Passage =>

No matter how many books you read or courses you take, building great startups is a skill that you learn through practice and experience. What’s more, even so-called “solo founders” benefit from the advice and expertise that they receive from the people around them.
That’s why so many startup founders seek counsel from people who have already been in their shoes. Whether it’s your first or fiftieth time launching a startup, you can benefit from the help of startup mentors in order to make smarter business decisions and accelerate your business growth.
Why do startups need advisors?
Large, established companies have dozens, hundreds, or thousands of employees, including a full suite of executives and board members. With so much expertise on hand, there’s little need to look outside the business for advice.
Startups, on the other hand, have a smaller staff and operate with a lean mindset. Employees often have to play multiple startup roles, wearing different hats on a day-to-day basis. Given these limitations, having a knowledgeable mentor just a phone call away can be an invaluable resource.

Tasks and exercises =>
1 - Answer these questions from the passage on startup advisors, one line each.
(a) How does the passage say the skill of building great startups is learned?
(b) Which people do large, established companies have on hand, according to the passage?
(c) What do startup employees often have to do?
2 - In the passage on startup advisors, turn the paragraph beginning "Startups, on the other hand" into a short bulleted list that keeps its main facts.
The records can be set aside for this work.

Provided material =>
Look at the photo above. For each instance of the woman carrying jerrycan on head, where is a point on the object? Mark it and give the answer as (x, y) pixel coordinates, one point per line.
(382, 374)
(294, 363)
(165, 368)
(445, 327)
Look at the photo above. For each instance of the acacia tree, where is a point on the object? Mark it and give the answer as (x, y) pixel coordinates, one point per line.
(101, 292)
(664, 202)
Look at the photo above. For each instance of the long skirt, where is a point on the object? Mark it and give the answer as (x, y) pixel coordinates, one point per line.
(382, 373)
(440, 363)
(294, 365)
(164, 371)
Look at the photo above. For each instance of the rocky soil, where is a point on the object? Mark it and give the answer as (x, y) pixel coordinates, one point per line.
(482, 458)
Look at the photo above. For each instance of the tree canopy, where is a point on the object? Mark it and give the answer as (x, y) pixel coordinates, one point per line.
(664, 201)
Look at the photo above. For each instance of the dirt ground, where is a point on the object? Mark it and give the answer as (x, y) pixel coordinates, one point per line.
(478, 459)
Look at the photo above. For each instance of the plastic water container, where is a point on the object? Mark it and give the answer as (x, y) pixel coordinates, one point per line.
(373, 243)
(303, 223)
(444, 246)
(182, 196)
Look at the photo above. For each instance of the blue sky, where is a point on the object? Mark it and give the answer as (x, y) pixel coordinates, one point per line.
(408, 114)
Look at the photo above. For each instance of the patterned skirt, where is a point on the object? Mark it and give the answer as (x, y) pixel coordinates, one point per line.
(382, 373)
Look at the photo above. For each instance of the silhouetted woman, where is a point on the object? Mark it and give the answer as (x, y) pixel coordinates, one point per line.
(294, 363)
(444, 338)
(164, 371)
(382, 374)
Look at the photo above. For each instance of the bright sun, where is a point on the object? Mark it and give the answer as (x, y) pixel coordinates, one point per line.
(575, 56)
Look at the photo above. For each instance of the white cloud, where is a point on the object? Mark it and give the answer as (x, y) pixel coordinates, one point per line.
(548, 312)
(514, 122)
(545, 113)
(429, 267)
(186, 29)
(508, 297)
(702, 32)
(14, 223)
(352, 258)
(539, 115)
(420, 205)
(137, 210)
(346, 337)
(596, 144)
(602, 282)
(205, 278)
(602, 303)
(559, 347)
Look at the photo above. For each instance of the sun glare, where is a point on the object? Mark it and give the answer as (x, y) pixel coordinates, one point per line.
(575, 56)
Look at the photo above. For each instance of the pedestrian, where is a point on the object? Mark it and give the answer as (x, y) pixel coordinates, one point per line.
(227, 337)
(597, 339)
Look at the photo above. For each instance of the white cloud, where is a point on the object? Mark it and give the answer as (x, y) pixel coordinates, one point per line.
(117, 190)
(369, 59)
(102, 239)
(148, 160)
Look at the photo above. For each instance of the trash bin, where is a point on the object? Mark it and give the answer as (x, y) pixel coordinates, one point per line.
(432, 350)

Response list =>
1 -
(a) Through practice and experience.
(b) Dozens, hundreds, or thousands of employees, including a full suite of executives and board members.
(c) Play multiple startup roles, wearing different hats on a day-to-day basis.

2 -
- Startups have a smaller staff and a lean mindset.
- Employees often play multiple roles each day.
- Given these limits, a knowledgeable mentor a phone call away can be invaluable.